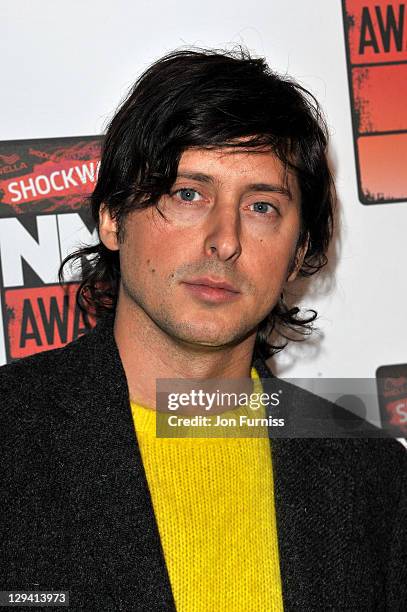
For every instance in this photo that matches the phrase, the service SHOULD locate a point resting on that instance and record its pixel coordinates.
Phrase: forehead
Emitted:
(236, 166)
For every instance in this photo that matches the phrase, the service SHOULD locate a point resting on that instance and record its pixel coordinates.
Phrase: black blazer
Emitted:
(76, 512)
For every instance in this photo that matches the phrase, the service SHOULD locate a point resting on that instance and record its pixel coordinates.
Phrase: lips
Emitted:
(212, 283)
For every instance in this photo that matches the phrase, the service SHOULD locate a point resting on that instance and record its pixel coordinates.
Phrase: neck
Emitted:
(148, 353)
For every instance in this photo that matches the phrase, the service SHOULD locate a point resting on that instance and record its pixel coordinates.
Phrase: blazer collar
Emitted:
(113, 510)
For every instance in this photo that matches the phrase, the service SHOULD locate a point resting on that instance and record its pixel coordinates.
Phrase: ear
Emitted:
(108, 228)
(298, 260)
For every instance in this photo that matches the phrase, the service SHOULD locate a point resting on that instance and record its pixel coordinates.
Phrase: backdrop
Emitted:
(65, 68)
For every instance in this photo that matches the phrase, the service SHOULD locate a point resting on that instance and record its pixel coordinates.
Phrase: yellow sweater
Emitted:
(214, 503)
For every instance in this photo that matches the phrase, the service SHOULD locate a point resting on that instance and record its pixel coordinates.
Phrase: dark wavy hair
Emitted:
(208, 98)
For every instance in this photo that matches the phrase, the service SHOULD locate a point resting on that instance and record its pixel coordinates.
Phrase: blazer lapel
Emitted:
(114, 539)
(314, 505)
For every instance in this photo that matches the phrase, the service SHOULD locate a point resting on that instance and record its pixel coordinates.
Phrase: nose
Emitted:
(222, 232)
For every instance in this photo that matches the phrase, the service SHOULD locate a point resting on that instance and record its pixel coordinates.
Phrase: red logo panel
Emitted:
(376, 42)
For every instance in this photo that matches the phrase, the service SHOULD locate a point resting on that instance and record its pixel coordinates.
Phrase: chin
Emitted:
(207, 335)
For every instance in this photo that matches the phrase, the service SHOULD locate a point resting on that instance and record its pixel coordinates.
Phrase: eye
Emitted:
(187, 194)
(263, 207)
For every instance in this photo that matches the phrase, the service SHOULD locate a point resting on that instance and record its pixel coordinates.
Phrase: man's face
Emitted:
(233, 217)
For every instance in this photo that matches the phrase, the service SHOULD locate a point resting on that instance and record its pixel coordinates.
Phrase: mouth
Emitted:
(211, 290)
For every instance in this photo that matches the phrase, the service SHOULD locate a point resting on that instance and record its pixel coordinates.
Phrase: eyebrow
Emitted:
(270, 187)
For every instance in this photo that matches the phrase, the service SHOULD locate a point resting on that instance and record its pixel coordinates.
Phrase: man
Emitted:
(214, 193)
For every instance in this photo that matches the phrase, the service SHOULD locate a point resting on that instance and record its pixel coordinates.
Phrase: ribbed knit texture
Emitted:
(214, 503)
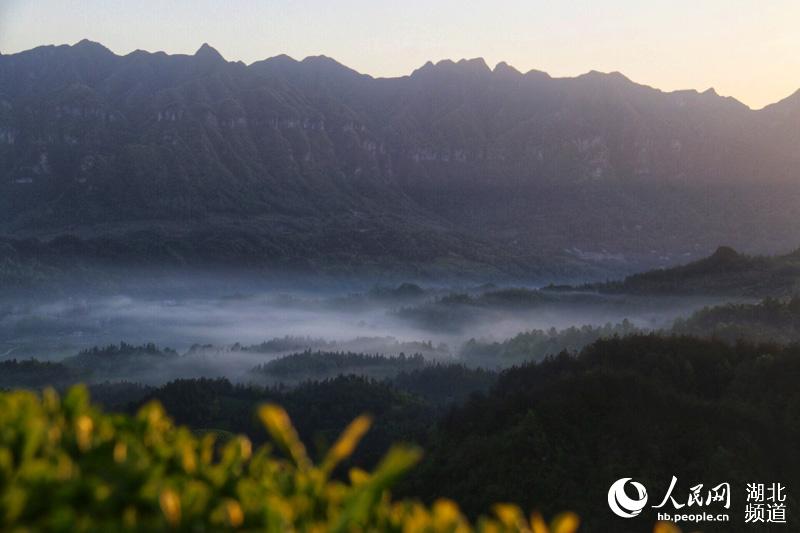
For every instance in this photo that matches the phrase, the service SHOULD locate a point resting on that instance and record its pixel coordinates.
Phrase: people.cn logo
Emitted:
(622, 504)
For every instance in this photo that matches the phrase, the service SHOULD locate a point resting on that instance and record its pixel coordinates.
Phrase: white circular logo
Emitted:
(621, 504)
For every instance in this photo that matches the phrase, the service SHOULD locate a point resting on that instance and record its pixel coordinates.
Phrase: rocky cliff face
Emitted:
(313, 160)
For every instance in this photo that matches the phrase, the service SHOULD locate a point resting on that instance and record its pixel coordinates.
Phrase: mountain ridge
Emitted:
(519, 167)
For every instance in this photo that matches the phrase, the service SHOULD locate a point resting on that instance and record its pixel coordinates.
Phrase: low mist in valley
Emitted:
(223, 325)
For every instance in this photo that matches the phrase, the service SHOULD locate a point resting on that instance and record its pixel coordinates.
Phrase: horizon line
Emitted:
(438, 62)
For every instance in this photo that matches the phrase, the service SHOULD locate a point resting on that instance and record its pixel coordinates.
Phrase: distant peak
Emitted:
(505, 69)
(477, 64)
(91, 46)
(614, 76)
(208, 52)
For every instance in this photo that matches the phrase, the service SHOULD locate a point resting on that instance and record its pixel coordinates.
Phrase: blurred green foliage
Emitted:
(67, 466)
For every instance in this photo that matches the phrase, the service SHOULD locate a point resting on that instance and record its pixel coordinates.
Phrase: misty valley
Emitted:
(459, 369)
(286, 296)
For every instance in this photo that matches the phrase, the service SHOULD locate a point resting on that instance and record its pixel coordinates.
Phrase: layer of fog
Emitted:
(209, 325)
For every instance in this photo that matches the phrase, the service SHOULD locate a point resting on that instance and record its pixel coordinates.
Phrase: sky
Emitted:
(743, 48)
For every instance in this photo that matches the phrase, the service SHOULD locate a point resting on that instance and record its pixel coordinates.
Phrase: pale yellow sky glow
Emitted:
(746, 49)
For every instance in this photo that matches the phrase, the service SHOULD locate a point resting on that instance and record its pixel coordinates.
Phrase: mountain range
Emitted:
(457, 167)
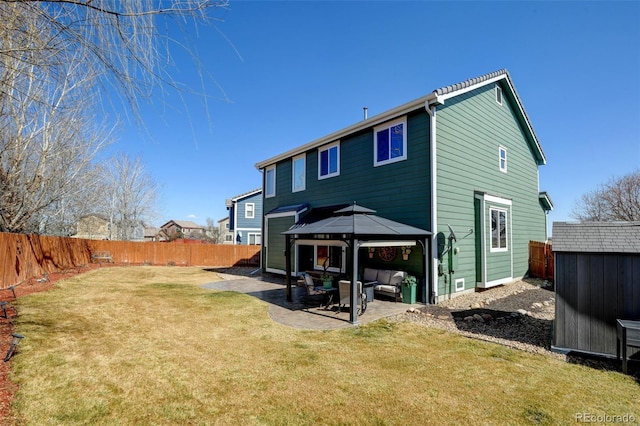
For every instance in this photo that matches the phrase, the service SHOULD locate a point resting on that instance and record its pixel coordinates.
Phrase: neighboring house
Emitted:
(245, 217)
(94, 227)
(176, 229)
(597, 281)
(226, 236)
(461, 163)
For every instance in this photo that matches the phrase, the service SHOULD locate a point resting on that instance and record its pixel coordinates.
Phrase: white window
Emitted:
(254, 238)
(329, 161)
(270, 181)
(498, 229)
(390, 142)
(298, 174)
(249, 211)
(502, 159)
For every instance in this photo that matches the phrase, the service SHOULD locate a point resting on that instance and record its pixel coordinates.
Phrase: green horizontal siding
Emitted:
(276, 242)
(398, 191)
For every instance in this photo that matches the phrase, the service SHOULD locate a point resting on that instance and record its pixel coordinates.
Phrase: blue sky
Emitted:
(287, 72)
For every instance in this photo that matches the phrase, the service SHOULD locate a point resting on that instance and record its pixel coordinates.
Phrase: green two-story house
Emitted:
(461, 162)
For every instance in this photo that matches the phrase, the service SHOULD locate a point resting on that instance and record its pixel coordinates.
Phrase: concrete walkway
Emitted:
(295, 314)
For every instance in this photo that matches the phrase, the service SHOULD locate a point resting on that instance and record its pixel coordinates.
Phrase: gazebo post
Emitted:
(287, 259)
(353, 306)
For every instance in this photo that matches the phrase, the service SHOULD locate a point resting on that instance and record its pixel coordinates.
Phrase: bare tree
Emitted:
(48, 139)
(56, 56)
(123, 41)
(617, 200)
(130, 196)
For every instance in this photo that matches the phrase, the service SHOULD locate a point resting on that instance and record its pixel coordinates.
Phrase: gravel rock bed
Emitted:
(518, 315)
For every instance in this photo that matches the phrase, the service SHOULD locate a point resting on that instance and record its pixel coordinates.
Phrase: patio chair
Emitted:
(344, 290)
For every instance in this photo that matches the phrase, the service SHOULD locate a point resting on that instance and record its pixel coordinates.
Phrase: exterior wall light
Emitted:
(15, 341)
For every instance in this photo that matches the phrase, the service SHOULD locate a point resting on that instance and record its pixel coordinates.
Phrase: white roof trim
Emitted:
(424, 102)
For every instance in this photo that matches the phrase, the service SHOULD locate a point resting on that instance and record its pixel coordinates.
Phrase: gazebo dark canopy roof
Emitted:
(354, 225)
(355, 220)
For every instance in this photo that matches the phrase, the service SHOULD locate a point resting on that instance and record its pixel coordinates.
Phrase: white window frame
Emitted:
(388, 125)
(301, 185)
(501, 165)
(257, 238)
(250, 208)
(335, 145)
(499, 248)
(272, 193)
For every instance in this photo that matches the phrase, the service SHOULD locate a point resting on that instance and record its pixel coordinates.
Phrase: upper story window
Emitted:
(498, 230)
(329, 161)
(299, 174)
(250, 211)
(390, 142)
(502, 154)
(270, 181)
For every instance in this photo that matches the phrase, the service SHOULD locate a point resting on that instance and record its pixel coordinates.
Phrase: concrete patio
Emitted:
(296, 314)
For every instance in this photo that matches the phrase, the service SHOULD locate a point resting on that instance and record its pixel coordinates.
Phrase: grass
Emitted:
(146, 345)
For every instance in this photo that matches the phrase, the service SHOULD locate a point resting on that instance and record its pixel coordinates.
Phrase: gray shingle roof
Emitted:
(596, 237)
(470, 82)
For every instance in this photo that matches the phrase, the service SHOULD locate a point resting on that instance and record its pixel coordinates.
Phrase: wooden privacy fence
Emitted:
(23, 257)
(541, 263)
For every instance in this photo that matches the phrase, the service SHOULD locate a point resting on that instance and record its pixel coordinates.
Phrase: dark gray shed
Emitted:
(597, 279)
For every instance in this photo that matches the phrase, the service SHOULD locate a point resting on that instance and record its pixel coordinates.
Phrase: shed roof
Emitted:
(596, 237)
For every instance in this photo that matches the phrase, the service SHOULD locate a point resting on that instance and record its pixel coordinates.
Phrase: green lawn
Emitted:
(146, 345)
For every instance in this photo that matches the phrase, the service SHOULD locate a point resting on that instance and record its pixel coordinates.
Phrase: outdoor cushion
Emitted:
(396, 277)
(370, 275)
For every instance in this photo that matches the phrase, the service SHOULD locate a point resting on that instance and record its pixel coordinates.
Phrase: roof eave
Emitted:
(447, 92)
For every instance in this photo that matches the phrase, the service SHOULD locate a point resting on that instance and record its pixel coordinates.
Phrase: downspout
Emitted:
(431, 110)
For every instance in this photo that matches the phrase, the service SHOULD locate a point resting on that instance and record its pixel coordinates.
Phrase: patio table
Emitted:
(329, 292)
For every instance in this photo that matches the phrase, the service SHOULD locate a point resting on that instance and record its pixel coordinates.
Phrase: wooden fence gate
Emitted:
(541, 262)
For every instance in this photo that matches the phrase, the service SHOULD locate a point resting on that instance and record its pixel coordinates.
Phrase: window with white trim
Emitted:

________

Work to do: Pick out each line of the data above that contains the string "story", matching case exactly, and copy those lines out in full.

Exercise solution:
Phrase: green two-story house
Phrase: upper story window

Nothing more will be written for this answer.